### Text section
****
Thursday, August 26, 2010

11 Pitch Entry #41: Shelliep

Title: THE LAST STATIONMASTER

Genre: YA/Historical

Meet Nate Daniels, a fifteen-year-old middle-class African-American with a reputation for pranks. His parents worries he's becoming a juvenile delinquent and send him to his grandparents' North Carolina farm for the summer. But soon after he arrives, Nate uncovers a long kept family secret.

Nate learns the farm has been passed through the family since antebellum times. He questions how his African-American forefathers ran the farm during slavery, but no one wants to talk about it.

With laptop and cell phone privileges revoked, Nate's efforts to research the farm's history stalls until he meets Hannah and her brother. The snooping trio uncovers a link between the farm and the Underground Railroad. Good, right? But more research suggests that Nate's very distant and very black grandfather owned slaves.

Things get complicated when Nate finds an accused terrorist hiding on the farm. But when the terrorist saves Nate's life, it convinces Nate he's innocent. To evade disaster Nate must discover the secrets of the farm, deliver the terrorist to safety, and become THE LAST STATIONMASTER.

11 comments:

  1. Hi Shelliep!

    Overall, I think this is a good query with the potential to be great. I believe queries should always have some sort of punch in the beginning. You don't want to start off too dry or you may lose the reader right away. I just think the intro needs a little fine-tuning, giving it a little more zing so to speak!

    I feel in your intro there is no need to write, "fifteen-year-old middle-class African-American". That's a bit of a mouthful and as you read, it's clear Nate is African-American and comes from a caring all American family, just at the mere fact that his "worried parents" send him off to the grandparents and later on you mention his heritage at least twice.
****
### Supplied information

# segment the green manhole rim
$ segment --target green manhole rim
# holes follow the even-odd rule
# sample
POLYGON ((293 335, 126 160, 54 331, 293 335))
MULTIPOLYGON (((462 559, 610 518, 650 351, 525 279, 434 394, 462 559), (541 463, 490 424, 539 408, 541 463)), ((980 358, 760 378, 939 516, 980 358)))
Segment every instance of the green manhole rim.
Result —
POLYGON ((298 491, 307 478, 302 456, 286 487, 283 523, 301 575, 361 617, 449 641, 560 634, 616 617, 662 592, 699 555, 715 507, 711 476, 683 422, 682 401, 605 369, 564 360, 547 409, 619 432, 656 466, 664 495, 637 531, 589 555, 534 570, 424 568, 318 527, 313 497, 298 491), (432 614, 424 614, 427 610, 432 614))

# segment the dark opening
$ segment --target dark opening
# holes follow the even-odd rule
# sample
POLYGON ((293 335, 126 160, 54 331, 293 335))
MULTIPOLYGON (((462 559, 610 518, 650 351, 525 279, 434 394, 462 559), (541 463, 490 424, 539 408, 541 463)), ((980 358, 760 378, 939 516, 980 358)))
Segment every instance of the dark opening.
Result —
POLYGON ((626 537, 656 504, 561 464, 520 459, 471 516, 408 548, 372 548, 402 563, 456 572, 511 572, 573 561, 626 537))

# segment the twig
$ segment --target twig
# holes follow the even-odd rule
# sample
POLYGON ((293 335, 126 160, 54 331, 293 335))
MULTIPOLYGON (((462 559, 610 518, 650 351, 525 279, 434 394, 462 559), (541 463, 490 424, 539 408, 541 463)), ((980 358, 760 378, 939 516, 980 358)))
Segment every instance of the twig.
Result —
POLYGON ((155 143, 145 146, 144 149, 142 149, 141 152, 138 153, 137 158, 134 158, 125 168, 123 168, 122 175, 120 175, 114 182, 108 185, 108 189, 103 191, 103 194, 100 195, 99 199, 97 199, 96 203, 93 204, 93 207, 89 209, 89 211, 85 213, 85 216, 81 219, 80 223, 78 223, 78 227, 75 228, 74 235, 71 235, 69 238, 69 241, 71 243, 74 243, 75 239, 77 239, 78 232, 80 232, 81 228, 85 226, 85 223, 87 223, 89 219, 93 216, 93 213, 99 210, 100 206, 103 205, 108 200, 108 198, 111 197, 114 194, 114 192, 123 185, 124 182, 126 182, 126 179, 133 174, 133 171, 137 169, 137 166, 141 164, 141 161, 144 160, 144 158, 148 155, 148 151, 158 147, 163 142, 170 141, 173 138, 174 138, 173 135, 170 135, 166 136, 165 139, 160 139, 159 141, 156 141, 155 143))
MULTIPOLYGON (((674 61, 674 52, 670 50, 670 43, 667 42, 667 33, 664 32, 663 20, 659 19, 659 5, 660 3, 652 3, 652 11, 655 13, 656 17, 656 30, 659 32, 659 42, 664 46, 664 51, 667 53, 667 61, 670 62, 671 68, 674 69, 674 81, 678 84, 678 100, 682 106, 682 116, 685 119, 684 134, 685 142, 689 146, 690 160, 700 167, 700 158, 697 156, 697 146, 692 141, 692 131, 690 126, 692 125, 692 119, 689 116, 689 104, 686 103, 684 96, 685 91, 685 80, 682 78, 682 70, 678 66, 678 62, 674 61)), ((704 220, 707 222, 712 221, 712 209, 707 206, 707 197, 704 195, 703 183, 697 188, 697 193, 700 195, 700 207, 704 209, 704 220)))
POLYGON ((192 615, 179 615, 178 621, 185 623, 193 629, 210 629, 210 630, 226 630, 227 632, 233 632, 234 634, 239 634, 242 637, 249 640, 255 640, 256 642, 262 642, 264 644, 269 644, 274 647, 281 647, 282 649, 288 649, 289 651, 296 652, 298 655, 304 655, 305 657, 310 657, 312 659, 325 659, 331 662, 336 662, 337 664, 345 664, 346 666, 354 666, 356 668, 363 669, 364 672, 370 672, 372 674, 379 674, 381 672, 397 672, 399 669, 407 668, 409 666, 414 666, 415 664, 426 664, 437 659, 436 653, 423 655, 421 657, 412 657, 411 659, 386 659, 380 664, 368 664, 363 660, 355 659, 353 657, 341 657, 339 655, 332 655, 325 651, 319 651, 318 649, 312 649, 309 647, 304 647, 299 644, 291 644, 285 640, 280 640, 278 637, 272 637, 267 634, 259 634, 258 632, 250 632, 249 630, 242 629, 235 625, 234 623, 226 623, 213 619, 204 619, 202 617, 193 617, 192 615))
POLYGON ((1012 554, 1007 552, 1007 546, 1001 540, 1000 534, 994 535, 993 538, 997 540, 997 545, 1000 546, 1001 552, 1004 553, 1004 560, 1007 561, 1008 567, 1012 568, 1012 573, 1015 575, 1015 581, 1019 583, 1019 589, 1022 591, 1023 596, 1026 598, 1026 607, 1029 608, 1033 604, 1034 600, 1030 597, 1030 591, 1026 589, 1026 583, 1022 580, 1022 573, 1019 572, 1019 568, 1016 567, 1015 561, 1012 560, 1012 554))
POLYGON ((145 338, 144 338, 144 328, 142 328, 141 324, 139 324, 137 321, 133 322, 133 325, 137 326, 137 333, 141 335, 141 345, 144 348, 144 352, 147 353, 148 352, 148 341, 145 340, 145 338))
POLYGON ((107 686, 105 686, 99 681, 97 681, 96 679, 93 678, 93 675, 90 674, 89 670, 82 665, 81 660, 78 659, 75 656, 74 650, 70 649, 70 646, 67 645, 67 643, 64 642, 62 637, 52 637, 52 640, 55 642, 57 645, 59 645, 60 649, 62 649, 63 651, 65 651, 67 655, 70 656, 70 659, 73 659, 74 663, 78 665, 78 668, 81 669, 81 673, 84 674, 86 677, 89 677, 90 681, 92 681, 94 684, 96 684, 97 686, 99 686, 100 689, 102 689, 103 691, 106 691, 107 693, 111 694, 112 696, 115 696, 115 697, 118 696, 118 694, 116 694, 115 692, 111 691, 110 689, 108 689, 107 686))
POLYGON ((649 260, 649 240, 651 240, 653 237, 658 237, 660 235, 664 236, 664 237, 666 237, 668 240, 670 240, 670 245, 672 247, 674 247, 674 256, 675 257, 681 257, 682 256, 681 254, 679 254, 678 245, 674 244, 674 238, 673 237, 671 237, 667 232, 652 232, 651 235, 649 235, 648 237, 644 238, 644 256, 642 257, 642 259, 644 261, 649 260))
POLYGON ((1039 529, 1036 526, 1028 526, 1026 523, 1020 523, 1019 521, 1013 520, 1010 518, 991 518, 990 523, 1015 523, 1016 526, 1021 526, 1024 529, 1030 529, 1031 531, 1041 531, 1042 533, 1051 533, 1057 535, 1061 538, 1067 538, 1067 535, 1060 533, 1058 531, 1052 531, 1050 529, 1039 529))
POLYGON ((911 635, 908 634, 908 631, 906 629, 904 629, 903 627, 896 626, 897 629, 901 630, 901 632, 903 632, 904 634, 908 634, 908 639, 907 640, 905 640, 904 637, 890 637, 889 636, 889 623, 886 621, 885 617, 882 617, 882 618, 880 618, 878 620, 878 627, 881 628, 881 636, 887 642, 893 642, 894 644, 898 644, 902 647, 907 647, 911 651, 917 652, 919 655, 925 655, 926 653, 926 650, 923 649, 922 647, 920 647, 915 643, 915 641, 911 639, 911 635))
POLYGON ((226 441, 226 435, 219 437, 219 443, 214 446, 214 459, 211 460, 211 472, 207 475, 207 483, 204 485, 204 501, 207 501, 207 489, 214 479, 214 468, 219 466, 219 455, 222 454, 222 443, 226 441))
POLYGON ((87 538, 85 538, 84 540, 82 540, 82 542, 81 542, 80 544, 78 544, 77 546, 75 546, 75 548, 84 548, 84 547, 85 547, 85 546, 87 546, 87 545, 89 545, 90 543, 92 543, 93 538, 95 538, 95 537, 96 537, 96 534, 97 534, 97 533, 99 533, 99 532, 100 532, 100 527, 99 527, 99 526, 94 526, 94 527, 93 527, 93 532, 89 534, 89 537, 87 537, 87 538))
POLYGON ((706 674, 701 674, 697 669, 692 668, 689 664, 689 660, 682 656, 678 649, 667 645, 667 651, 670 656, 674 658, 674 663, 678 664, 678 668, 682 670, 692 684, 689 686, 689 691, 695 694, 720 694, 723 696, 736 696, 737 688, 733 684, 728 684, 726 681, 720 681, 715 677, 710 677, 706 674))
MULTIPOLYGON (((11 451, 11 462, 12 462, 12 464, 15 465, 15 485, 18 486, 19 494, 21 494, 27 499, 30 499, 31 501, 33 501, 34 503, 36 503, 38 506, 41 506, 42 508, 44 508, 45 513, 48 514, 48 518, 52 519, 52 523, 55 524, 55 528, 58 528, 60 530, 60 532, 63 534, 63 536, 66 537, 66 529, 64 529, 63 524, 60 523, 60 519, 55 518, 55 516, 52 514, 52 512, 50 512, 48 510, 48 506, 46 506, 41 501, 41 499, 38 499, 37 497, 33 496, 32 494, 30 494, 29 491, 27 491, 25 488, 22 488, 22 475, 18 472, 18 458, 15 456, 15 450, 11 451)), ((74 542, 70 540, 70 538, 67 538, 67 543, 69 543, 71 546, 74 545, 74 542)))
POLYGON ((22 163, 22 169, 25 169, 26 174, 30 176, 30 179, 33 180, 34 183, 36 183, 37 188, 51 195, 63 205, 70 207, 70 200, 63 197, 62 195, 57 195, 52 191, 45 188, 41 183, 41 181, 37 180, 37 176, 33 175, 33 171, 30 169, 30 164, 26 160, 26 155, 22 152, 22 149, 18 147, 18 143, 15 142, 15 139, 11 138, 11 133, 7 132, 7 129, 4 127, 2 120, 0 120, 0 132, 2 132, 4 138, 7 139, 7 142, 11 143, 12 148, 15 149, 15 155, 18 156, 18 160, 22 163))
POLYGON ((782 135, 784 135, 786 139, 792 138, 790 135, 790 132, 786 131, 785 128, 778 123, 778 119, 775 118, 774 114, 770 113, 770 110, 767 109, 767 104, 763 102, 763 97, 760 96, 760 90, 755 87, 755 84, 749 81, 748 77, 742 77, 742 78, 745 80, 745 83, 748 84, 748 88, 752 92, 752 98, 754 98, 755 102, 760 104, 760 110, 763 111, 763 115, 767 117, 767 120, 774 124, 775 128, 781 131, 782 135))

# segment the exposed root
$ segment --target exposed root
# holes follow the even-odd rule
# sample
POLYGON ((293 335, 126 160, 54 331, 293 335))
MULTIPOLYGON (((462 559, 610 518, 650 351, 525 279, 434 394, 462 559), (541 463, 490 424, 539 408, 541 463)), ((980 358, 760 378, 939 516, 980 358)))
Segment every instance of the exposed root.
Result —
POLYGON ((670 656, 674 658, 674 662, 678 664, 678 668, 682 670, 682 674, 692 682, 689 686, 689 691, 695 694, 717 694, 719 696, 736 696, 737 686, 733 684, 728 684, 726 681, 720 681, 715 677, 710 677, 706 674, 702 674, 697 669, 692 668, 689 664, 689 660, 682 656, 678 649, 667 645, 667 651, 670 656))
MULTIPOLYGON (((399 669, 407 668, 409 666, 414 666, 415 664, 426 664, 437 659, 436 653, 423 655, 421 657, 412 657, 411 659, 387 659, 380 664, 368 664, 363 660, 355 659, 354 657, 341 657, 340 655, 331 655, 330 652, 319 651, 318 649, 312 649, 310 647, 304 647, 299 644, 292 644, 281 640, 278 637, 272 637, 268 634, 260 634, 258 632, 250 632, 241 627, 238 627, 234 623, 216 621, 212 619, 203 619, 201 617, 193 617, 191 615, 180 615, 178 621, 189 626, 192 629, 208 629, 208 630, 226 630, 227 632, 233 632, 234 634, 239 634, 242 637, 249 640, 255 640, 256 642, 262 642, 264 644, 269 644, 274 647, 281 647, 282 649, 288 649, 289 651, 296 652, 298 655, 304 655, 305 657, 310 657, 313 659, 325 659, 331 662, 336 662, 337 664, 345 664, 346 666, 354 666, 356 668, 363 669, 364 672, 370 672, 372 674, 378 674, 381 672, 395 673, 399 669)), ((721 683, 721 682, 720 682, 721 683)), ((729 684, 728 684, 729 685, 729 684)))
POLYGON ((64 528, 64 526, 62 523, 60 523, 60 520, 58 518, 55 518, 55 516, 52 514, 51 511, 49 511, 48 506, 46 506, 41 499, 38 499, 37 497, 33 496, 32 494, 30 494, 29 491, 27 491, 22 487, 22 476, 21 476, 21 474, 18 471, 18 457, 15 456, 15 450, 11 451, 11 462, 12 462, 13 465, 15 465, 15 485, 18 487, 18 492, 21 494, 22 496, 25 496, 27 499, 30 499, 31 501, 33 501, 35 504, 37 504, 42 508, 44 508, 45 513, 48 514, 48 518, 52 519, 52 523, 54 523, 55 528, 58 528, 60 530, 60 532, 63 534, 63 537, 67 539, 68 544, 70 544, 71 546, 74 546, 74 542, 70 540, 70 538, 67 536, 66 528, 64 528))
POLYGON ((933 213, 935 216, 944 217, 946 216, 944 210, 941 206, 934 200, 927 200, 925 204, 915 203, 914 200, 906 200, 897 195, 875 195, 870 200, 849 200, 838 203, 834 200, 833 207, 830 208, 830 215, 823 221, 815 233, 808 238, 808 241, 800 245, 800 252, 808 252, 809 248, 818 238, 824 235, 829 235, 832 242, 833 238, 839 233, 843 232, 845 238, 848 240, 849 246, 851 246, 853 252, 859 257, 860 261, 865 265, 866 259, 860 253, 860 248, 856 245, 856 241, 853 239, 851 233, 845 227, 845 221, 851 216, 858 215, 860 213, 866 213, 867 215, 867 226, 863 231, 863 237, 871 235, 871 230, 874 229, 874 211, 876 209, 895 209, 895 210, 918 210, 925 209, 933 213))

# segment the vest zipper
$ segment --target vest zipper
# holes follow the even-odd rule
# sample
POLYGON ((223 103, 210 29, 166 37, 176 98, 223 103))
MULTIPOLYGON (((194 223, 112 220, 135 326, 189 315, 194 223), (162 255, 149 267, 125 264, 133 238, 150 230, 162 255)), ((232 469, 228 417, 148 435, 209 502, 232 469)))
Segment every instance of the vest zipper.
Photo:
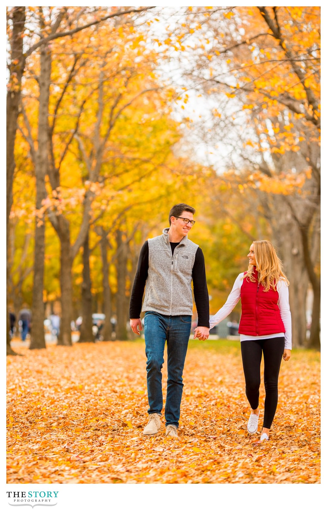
****
### Problem set
**1)** In the pitch entry, where do Nate's parents send him for the summer?
**2)** Copy the pitch entry word for word, from "Title: THE LAST" up to and including "kept family secret.".

### Answers given
**1)** To his grandparents' North Carolina farm.

**2)**
Title: THE LAST STATIONMASTER

Genre: YA/Historical

Meet Nate Daniels, a fifteen-year-old middle-class African-American with a reputation for pranks. His parents worries he's becoming a juvenile delinquent and send him to his grandparents' North Carolina farm for the summer. But soon after he arrives, Nate uncovers a long kept family secret.